Somewhere below are a line with "Target: fallen leaf" and a later line with "[[653, 104], [745, 274], [64, 291]]". Output exactly those lines and all lines between them.
━━━━━ Exercise materials
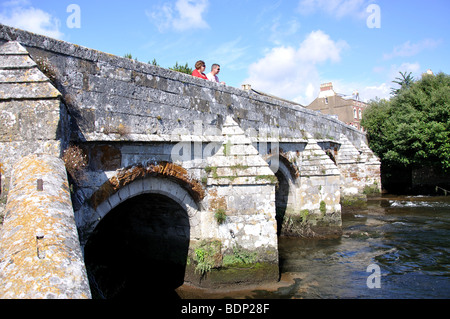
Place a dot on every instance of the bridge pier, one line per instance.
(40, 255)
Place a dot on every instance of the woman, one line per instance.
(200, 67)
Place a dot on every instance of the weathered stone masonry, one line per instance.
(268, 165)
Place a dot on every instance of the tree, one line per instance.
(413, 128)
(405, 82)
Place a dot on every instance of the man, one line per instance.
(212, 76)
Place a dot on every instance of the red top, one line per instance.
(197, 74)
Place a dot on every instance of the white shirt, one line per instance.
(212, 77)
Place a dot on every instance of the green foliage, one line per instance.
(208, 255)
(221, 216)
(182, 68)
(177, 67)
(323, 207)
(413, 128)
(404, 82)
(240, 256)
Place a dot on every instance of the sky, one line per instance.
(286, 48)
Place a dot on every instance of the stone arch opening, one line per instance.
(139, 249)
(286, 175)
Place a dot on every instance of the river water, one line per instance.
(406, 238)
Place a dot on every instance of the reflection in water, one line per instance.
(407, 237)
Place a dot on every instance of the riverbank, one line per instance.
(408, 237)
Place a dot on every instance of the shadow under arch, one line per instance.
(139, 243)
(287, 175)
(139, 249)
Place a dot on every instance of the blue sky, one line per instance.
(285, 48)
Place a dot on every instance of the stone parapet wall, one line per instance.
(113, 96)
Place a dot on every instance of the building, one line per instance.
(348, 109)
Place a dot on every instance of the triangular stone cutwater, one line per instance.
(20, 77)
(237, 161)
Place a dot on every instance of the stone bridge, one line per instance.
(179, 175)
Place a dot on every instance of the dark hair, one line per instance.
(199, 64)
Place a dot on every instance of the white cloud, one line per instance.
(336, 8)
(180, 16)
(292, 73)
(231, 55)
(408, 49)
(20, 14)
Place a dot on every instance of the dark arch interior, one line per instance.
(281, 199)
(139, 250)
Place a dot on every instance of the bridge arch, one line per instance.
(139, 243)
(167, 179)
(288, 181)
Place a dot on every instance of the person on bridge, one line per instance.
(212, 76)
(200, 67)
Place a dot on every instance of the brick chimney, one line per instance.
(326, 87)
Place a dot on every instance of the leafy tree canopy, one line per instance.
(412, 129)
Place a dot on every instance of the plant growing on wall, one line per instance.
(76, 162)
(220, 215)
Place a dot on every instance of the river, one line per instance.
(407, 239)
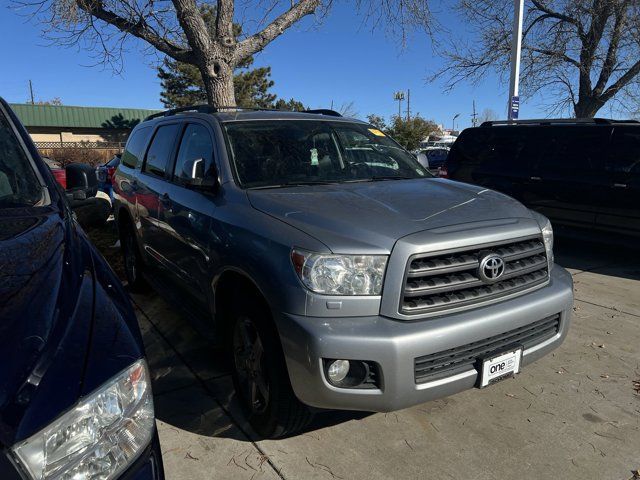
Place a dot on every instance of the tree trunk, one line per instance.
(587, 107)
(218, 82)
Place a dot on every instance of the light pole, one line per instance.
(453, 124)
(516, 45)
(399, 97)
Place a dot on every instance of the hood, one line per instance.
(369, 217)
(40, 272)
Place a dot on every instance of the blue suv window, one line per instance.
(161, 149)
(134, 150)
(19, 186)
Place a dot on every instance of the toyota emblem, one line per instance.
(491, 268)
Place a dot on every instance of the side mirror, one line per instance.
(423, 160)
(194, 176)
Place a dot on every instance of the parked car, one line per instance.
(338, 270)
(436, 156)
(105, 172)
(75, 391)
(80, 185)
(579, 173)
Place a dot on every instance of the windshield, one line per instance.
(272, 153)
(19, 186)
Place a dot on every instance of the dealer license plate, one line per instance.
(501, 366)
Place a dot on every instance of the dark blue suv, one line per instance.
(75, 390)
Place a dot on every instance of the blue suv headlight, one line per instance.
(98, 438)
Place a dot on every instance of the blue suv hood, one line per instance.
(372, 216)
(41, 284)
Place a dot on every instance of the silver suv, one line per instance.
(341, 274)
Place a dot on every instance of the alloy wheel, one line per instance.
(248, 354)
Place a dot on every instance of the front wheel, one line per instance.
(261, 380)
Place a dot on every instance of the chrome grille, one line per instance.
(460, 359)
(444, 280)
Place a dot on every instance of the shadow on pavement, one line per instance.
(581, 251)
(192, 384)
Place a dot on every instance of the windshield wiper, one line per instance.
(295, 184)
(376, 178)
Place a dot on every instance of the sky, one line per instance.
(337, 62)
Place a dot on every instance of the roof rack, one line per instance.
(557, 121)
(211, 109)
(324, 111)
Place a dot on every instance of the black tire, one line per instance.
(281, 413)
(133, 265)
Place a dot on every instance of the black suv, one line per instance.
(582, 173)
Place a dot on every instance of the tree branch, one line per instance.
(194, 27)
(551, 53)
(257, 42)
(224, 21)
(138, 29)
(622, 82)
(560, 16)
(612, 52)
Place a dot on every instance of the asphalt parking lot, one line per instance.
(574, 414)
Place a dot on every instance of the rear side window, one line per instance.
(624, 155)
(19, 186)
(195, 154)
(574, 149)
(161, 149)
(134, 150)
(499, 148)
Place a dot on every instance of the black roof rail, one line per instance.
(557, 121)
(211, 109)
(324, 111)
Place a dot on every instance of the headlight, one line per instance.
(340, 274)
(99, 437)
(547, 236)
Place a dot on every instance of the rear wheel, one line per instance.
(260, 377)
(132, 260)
━━━━━━━━━━
━━━━━ Exercise materials
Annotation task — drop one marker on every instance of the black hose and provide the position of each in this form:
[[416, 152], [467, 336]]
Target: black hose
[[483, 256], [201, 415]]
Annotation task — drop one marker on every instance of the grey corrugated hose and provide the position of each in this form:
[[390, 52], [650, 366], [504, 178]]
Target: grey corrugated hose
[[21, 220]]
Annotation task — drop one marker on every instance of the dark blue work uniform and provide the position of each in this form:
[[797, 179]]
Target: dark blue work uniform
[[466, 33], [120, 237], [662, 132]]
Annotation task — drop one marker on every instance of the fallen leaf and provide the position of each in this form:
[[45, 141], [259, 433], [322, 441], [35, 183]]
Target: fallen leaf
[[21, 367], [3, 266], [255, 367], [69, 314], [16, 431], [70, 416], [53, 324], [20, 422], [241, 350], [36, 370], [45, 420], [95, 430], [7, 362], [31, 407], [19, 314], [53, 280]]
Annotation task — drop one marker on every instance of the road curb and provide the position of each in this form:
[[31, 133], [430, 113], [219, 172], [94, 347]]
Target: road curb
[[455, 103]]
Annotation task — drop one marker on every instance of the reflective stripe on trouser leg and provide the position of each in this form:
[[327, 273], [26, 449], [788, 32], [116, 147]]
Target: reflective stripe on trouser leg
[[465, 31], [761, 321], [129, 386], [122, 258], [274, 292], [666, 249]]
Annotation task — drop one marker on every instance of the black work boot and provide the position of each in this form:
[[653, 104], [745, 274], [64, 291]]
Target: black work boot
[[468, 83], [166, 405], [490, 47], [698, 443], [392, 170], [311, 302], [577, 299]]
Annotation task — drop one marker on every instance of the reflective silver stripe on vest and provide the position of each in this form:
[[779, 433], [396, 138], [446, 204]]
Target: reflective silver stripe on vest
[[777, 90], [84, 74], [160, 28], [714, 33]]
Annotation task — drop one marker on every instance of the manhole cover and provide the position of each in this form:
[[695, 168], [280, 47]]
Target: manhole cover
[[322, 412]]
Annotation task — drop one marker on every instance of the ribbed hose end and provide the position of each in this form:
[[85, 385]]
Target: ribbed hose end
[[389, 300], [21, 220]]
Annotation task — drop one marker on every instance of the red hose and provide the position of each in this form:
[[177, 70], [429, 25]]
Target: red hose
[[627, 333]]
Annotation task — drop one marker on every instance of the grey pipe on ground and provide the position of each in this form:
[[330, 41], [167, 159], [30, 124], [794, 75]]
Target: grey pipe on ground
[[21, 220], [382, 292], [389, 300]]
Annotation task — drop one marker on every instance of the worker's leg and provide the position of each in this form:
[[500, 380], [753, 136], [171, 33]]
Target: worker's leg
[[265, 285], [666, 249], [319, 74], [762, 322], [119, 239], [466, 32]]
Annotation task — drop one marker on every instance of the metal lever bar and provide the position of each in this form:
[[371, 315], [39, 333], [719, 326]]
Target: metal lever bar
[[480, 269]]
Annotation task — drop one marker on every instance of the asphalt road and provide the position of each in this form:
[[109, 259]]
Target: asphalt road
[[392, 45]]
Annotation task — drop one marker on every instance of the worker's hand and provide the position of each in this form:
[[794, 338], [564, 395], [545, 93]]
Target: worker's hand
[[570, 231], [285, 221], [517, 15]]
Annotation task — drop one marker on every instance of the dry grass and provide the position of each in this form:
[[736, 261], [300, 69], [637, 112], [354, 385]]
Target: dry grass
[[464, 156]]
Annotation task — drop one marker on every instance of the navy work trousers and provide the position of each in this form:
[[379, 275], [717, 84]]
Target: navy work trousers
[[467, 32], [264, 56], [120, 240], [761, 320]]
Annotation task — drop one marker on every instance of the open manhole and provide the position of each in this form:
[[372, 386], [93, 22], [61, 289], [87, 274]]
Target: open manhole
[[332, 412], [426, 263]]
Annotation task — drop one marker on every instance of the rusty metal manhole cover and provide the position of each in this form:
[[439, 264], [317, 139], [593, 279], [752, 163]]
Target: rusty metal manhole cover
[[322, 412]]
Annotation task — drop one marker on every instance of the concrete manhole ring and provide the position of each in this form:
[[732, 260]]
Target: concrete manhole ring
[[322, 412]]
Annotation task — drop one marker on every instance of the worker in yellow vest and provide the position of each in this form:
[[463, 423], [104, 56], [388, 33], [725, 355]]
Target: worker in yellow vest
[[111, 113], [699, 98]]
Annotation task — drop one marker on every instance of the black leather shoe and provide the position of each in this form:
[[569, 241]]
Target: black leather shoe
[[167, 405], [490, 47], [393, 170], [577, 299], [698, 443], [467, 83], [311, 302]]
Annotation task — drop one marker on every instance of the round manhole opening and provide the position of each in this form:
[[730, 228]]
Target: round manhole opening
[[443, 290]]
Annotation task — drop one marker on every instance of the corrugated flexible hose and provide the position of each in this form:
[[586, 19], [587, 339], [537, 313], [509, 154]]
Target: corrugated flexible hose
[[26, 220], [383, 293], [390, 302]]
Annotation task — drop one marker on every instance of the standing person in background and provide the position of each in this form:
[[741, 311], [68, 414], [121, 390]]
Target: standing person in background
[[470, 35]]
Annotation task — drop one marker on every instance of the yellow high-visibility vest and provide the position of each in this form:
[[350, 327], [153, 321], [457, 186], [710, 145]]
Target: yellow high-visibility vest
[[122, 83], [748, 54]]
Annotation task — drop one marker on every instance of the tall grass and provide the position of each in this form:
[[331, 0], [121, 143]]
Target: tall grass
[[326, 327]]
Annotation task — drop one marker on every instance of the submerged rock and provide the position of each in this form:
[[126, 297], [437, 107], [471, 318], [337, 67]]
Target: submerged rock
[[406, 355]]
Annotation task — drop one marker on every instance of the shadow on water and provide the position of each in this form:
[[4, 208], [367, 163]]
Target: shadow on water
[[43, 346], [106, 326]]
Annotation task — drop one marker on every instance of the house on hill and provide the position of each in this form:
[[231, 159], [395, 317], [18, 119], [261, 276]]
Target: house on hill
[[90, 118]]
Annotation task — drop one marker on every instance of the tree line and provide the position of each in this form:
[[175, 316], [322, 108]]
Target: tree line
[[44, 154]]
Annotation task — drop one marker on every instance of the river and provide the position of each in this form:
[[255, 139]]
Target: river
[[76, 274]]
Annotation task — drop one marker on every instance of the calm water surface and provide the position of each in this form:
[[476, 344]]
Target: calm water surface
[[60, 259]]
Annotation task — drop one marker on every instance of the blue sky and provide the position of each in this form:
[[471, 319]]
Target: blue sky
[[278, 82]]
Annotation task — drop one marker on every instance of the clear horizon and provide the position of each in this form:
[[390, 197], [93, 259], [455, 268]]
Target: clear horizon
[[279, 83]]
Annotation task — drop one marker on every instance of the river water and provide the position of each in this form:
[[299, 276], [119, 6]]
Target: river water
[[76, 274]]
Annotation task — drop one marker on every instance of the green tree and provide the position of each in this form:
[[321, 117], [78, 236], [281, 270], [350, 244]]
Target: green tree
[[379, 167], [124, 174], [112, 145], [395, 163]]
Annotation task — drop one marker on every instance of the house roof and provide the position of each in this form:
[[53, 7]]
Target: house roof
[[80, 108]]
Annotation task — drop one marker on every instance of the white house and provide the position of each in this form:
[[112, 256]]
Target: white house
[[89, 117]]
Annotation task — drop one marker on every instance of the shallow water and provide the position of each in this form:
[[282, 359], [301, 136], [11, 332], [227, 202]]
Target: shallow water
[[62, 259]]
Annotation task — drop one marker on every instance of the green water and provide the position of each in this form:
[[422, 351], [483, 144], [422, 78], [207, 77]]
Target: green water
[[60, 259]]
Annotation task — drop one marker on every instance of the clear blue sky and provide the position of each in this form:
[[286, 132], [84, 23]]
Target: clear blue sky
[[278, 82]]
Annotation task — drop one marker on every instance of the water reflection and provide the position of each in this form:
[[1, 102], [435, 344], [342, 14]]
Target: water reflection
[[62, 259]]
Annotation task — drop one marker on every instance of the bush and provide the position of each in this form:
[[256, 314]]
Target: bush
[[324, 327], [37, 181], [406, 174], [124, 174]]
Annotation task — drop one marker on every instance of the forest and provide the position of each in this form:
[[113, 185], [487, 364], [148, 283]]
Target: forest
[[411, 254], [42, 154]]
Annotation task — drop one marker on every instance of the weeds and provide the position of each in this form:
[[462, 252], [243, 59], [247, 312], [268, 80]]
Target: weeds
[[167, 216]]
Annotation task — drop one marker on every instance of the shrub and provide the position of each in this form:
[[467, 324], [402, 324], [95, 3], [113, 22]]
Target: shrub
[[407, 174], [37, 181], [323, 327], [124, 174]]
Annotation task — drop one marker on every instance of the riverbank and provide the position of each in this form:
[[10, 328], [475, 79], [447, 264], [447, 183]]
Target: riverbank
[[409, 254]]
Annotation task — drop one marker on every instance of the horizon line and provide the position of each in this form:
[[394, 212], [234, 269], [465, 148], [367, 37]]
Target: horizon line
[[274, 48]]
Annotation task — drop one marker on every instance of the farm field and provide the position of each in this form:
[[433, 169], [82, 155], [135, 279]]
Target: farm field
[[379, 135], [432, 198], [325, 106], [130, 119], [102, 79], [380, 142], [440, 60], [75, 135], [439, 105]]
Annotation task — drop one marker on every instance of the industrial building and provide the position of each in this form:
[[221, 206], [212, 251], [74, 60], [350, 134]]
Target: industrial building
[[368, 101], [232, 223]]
━━━━━━━━━━
• **Answer for the task**
Target: fallen leaf
[[21, 367], [3, 266], [255, 367], [69, 314], [16, 431], [70, 416], [53, 324], [20, 422], [241, 350], [36, 370], [45, 420], [95, 430], [7, 362], [31, 407], [19, 314], [53, 280]]
Annotation task — drop one marker on every instance of the road curb and provide the position of each in this form:
[[31, 133], [430, 113], [219, 172], [94, 347]]
Target: road curb
[[455, 103]]
Annotation task — drop one marker on every instance of the reflective stripe on trouser leg and provide the position of each in this form:
[[327, 273], [26, 449], [788, 32], [116, 147]]
Target: reflective stripe on trouser leg
[[465, 31], [761, 321], [129, 386], [122, 258], [274, 292], [666, 249]]
Annotation task — drop one marker on every instance of the black work boot and provide the position of each in this form:
[[653, 104], [745, 274], [64, 291]]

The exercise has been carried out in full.